Task statement:
Can you reproduce everything in the blog excerpt, word for word, from "Although one fantasizes" down to "lot of money."?

Extracted text:
__________________________________________________
P. S. this is dated September 15 because I started writing it then, but I posted it October 2nd. Thanks, Blogger. What do you want for free?

Friday, September 10, 2010

One Man Show

I recently heard an NPR story about Hal Holbrook's one man show about Mark Twain. It's got me inspired. I'm planning a show about Edgar Allen Poe in which I get drunk and hit on teenage girls, followed by a show on H. P. Lovecraft in which I have a seizure if a non-WASP is in the audience.

Friday, September 03, 2010

Color Correction and Incorrect Conning

Today I was strolling across the college campus where my Wife works when a dude in a car (I don't notice things like makes and models, but it looked pretty nice) pulled up by me, leaned out the window, and started giving me a spiel. Started with a very long, very rehearsed routine about how he was a data something-or-other-supposed-to-sound-technical-and-impressive, doing fancy-pants computer work for the college, but he was in Charlotte by mistake and needed to get to Charleston and was out of gas money and his phone was booby-trapped or something, so could I do him a favor and go to an ATM with him and withdraw some money, he'd pay me back honest, he makes $130,000 a year and is totally good for it if I'd just help him out here.

Although one fantasizes about telling off con men, I slipped into my default response to such routines, which is a sort of counterspiel, a "huh, whu, I don' geddit, no speekie de engwish, duh der diddle doo, oh look a sunbeam."

He said "Sorry to interrupt you," and sharked off.

Thanks to my wife I know a lot of people who actually do work with technical stuff, actually do travel around, and actually do make a lot of money.

Item 1: They have better problem solving skills than the kind of shmoe who stops random people on the street to get help. In a jam they'd find campus security or whoever was arranging for them to be doing a job in the first place. They have connections, and even if they are desperate for money, they don't get desperate about the money, at least not in front of strangers.
__________________________________________________
Entries shown:
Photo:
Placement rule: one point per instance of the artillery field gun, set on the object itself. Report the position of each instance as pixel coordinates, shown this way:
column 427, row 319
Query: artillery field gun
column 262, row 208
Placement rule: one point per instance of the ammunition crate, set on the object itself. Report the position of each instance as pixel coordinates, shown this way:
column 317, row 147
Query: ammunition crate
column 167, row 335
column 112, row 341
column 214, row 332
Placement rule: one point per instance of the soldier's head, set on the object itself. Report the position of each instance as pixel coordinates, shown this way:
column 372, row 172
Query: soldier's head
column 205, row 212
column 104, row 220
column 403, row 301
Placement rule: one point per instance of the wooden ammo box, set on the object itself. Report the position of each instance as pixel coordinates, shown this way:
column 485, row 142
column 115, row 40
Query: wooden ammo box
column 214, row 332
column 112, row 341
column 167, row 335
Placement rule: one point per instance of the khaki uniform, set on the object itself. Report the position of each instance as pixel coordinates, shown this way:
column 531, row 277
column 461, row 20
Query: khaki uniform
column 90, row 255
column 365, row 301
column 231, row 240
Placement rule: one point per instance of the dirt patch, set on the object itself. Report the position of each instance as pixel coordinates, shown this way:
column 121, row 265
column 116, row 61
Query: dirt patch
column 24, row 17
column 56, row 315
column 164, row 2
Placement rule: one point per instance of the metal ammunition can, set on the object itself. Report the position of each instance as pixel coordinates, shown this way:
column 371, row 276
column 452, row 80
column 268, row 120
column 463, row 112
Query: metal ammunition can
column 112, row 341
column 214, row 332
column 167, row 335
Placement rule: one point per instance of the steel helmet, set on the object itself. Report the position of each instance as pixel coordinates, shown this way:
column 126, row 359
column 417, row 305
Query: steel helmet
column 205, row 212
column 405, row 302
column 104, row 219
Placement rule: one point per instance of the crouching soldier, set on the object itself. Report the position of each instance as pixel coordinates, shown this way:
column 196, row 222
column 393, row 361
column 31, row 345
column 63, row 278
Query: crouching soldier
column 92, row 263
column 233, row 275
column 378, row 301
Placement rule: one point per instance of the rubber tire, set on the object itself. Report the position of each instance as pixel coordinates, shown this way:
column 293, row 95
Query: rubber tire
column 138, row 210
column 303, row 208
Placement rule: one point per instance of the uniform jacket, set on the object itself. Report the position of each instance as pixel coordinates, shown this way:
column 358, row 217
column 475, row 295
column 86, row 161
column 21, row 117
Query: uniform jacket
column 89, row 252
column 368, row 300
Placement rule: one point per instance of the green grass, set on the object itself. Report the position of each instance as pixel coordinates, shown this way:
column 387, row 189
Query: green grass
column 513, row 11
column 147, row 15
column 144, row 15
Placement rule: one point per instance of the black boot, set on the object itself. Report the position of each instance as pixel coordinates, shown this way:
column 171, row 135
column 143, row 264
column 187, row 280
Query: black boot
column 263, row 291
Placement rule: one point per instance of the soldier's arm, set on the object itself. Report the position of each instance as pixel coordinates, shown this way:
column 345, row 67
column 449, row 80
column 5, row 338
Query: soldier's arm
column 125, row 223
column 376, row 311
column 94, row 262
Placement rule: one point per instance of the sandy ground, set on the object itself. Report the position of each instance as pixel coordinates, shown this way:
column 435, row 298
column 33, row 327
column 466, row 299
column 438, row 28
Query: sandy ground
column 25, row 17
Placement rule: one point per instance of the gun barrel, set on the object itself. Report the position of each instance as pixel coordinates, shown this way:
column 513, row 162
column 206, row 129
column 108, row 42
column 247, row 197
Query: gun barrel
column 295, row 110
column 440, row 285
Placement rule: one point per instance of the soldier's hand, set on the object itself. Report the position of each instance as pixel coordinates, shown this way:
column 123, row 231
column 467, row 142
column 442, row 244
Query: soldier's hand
__________________________________________________
Response:
Although one fantasizes about telling off con men, I slipped into my default response to such routines, which is a sort of counterspiel, a "huh, whu, I don' geddit, no speekie de engwish, duh der diddle doo, oh look a sunbeam."

He said "Sorry to interrupt you," and sharked off.

Thanks to my wife I know a lot of people who actually do work with technical stuff, actually do travel around, and actually do make a lot of money.